Selection
** Begin **
# Show and Shine



## OCDDetailer (May 17, 2011)

I was wondering what the show and shine competition is like? Is it like a pride of Ownership competition, cars that are driven but kept in the best possible condition, or is it more of a concourse competition?

I'm thinking about entering my car, although I've already won 11 trophies with it, it's not concourse standard because it's driven and has £78,000 on the clock. Pride of Ownership standard definitely.


----------



## Simz (Jun 7, 2013)

The overall winner of Waxstock a couple of years back was a daily, get it entered mate

Sent from my iPhone using Tapatalk


----------



## chongo (Jun 7, 2014)

OCDDetailer said:


> I was wondering what the show and shine competition is like? Is it like a pride of Ownership competition, cars that are driven but kept in the best possible condition, or is it more of a concourse competition?
> 
> I'm thinking about entering my car, although I've already won 11 trophies with it, it's not concourse standard because it's driven and has £78,000 on the clock. Pride of Ownership standard definitely.


That's an expensive clock you have:doublesho:lol:


----------



## Waxstock (Jun 21, 2012)

OCDDetailer said:


> I was wondering what the show and shine competition is like? Is it like a pride of Ownership competition, cars that are driven but kept in the best possible condition, or is it more of a concourse competition?
> 
> I'm thinking about entering my car, although I've already won 11 trophies with it, it's not concourse standard because it's driven and has £78,000 on the clock. Pride of Ownership standard definitely.


There are two Show and Shine events on the day.
** End **
Data shown
** Begin **
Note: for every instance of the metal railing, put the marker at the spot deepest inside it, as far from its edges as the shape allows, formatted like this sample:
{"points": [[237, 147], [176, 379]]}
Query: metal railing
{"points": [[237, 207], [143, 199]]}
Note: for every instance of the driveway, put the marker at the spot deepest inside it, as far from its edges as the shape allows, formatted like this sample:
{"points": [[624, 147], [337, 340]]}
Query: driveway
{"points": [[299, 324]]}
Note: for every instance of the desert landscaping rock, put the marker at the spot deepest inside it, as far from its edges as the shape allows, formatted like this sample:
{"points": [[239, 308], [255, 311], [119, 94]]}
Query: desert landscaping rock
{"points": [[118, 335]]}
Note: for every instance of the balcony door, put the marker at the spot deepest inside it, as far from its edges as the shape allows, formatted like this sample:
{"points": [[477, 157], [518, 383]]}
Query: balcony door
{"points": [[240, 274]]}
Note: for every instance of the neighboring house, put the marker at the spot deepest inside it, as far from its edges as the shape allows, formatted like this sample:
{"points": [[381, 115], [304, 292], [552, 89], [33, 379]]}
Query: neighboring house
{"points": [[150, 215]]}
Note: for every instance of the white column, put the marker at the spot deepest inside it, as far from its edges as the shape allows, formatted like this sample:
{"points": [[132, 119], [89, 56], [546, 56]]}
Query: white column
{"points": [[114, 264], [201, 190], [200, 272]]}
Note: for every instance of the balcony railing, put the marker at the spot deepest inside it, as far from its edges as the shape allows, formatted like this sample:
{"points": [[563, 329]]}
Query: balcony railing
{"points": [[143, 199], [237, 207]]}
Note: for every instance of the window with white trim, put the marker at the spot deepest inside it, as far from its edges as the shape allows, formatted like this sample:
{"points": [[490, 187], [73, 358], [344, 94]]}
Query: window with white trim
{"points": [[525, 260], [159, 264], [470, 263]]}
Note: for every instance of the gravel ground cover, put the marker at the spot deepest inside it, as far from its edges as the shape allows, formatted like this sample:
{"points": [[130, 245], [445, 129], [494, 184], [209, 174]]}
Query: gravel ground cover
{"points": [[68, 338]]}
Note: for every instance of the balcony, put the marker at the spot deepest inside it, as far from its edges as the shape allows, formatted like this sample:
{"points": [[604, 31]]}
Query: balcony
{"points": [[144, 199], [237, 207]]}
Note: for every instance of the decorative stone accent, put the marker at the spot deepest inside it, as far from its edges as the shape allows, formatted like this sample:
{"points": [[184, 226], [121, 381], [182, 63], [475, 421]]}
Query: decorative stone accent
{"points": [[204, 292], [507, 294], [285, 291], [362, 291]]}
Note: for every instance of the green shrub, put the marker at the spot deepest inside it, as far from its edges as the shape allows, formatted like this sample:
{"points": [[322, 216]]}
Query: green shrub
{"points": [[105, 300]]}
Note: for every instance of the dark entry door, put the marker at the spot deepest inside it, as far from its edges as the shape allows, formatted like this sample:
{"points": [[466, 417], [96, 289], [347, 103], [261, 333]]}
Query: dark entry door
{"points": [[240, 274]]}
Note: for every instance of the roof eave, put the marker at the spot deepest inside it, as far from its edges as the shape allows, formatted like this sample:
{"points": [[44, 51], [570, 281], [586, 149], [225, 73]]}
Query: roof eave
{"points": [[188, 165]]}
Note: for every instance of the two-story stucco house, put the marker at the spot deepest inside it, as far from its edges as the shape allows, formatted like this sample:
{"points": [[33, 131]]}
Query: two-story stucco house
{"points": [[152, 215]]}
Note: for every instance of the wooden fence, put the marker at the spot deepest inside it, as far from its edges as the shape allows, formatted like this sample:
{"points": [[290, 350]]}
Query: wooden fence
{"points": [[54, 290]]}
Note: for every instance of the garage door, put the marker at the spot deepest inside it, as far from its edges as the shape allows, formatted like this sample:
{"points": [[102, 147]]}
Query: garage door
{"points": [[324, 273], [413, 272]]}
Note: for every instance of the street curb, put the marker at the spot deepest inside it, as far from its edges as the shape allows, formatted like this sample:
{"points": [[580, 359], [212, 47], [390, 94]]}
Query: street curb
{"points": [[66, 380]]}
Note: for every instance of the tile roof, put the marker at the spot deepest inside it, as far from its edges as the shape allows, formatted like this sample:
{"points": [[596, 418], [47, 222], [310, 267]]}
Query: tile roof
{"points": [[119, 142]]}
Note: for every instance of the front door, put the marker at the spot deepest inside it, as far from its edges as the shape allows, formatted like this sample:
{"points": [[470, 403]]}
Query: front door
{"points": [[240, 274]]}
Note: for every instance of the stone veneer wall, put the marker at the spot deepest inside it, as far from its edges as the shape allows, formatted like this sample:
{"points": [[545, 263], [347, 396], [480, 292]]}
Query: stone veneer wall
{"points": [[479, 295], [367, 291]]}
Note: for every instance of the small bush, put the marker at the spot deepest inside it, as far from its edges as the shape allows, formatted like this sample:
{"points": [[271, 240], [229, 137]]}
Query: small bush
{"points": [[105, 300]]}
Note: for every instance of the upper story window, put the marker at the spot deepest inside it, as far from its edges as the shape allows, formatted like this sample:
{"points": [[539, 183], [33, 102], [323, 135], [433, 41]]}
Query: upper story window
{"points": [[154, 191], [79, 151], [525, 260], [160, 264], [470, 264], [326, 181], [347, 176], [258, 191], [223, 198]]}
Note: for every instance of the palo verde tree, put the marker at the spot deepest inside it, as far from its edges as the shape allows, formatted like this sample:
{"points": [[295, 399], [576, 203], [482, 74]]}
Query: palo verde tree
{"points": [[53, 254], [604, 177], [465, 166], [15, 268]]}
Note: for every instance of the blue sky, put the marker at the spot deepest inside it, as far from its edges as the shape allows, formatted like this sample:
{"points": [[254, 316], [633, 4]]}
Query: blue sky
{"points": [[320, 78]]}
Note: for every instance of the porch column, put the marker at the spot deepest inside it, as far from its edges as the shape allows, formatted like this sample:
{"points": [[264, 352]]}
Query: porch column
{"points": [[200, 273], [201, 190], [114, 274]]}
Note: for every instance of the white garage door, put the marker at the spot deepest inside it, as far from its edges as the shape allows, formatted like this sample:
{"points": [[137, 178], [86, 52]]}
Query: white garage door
** End **
What you will do
1. According to the Show and Shine thread, how many trophies has OCDDetailer already won with the car?
2. Decide whether each statement agrees with the Show and Shine thread, answering yes or no and quoting the deciding words: (a) OCDDetailer describes the car as concourse standard. (b) Simz says the overall winner of Waxstock a couple of years back was a daily. (c) The Waxstock reply says there is one Show and Shine event on the day.
3. Continue the Show and Shine thread from the point where it stops.
The items were taken from a source other than the Show and Shine thread.

Written answers
1. 11 trophies.

2.
(a) No: "it's not concourse standard because it's driven and has £78,000 on the clock."
(b) Yes: "The overall winner of Waxstock a couple of years back was a daily"
(c) No: "There are two Show and Shine events on the day."

3.
The Arrive and Shine is a drive and display competition on cars parked both inside and outside the hall. there are also several different categories. since there are up to a max of 150 cars the judging is done with less scrutiny than the TOP 16.
however, it is still one of the most accurately assessed 'one day' show and shines in the country, if not Europe. judged by detailers and car show connoisseurs.

The Detailing World TOP 16 is the mother of all detailing specific show and shines. there is a complex scoring system based on years of experience and detailing knowledge. 'ITS ABOUT THE CLEAN, NOT THE MACHINE'.
modifications, non-original, brand new, stock, whatever - it only matters that the job is done to perfection. looking at everything from underside, wheels, arches, exhausts, interior, paint, glass, finish.... the list goes on.

both would great for your pride and joy 8)


----------



## OCDDetailer (May 17, 2011)

Thank you. I think I'm going to enter 

I might go in for top 16 but if I don't get it at least I'll still have a space on the show and shine.


----------



## TonyH38 (Apr 7, 2013)

Go for it and good luck.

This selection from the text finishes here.